◆ REQUIRED ACTION
Pick up the passage below on the Reformation minister as teacher and continue it from its final sentence.

◆ DOCUMENT SEGMENT
----------------

Perhaps another reason for the absence of a Reformation image of the minister as teacher (apart from preacher) was the Protestant concern for study of the Bible by all Christians. This led on the one side to the development of schools at all levels, and on the other side to a new kind of reliance upon the family as the primary Christian school. In relation to all such enterprises the ordained minister was, in fact, what we should today call an administrator or supervisor. The notion of teaching, however, even to this day, has been associated with direct encounter. The facilitation of learning was not thought of as teaching, as I believe it should be.

But if we look at what the Reformation tried to do in fact, and not merely at its partly polemical images, it becomes perfectly possible to construct an image of the minister as teacher — which the Reformation should have made explicit. here was the extraordinary claim that the Bible should be read in every home in the vernacular, so the people of all ages could understand its meaning. If the head of the household could not read, let him be so taught. Let him not be arbitrary in his understanding of what he read. In the church he may get corrective instruction about his own interpretations. But what he hears in church is not a substitute for his own study and his leadership of his family in such study.

An image could have been constructed in which the ordained minister is shown in a private residence, seated beside the father, with the rest of the family grouped around. A Bible would rest upon the table in front of minister and father, and both would have their eyes upon it. The best account available of this kind of ministerial practice is contained in Richard Baxter’s The Reformed Pastor, published at the middle of the seventeenth century.

Viewed in retrospect, the contribution of Protestant ministers to this kind of at-home Bible study and instruction is probably as significant historically as their work in founding schools at many levels. But it was "quiet work." It seemed not to lend itself to an image as did the function of preaching. Further, was it "teaching"? It was instruction about instructing! Even to this day, every school administrator knows that his former classroom colleagues regard him as having deserted "teaching" in favor of "educational administration." They will concede him the title of "educator," but not of "teacher."

My argument is, then, that the activities of the Reformation warranted an image of the minister teaching — when shown as instructing a group (focally the family but also other kinds of groups) on how to continue their instruction and learning. The fact that such an image did not appear is due to the factors that have been mentioned and no doubt to many others that have not. But from Reformation practice the significant fact is that the minister’s exercise of his teaching function is instructing about instructing — and not doing all the instructing himself.

----------------

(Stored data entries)

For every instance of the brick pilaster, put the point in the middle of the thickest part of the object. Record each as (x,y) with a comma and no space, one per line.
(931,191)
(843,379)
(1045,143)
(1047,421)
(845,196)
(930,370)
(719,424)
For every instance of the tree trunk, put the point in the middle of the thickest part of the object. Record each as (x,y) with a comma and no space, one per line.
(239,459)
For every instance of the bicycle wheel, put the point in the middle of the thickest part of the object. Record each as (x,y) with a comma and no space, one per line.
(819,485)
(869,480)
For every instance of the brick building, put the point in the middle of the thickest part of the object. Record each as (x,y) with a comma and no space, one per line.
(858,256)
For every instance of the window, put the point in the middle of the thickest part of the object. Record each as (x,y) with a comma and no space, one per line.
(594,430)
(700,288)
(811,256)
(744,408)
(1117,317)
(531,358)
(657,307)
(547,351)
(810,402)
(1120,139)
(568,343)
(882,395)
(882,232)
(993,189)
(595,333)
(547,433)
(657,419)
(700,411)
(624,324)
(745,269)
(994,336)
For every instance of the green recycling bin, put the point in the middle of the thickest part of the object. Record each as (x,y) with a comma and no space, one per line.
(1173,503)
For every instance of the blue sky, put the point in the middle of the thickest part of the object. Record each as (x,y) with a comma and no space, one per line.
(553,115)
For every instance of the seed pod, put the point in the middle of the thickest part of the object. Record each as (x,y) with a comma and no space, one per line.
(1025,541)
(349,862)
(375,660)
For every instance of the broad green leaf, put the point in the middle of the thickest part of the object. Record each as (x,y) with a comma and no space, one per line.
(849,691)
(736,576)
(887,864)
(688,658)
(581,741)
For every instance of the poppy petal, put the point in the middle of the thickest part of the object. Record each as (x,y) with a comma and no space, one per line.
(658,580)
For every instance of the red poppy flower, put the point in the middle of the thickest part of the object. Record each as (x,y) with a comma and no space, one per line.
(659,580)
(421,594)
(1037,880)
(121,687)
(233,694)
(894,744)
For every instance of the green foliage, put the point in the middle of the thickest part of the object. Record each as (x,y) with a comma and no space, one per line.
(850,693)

----------------

◆ OUTPUT OF THE TASK
It may even be that to early Protestants the New Testament, especially the four Gospels, was an unconscious barrier against creating an actual image of the ministry as teaching. In the Gospels, Jesus is called "teacher" far more than any other term, especially when it is recognized that the appellation of "master" was also intended in early Protestant translations to mean "teacher." But what was Jesus doing when he sent out the twelve and the seventy? He taught them before they went; and he appraised their work, and their response to it, upon their return. Was this "teaching"? I certainly believe so. But the obtrusiveness of his own direct public speaking in the New Testament put the Reformers off about seeing it this way.

As Protestant time has gone on, the categories hardened about what is preaching, teaching, or evangelizing. Preaching became associated with the context of worship; so that it takes a strong reminder that preaching may also be evangelistic, i.e., the message addressed to those who do not share the assumptions of the preacher. Teaching became associated with "preparation, i.e., what is done before the context of worship to prepare for it—thus tending to exclude the context of worship as actual teaching or instruction. Evangelizing tended to be defined in theory as dealing with nonbelievers, but in actual practice to be associated with a special kind of worship context to which the nonbeliever must conform if he was present at all.

Some conclusions seem warranted from these linguistic developments. The main one is that teaching, in effect, gets excluded from relationship with worship except as possible preparation. The notion that worship could not only stimulate the desire for learning, but itself be a new step in learning, seems to disappear. If any "conviction" appears, then what has gone on is not "teaching" but "preaching." Such views obviously keep teaching in an anteroom.

The catechisms of early Protestantism were creeds designed for instructional purposes. Their title was derived from a Greek word meaning to "sound" or to "resound." Later, when it was seen that systematic study of the functions of church and ministry was necessary, it was logical to use the word "catechetics" to apply to teaching and learning. This term — with its feeding back precisely what had originally been "sounded" — had many negative implications in the development of effective teaching methods, and of course today has been virtually discarded.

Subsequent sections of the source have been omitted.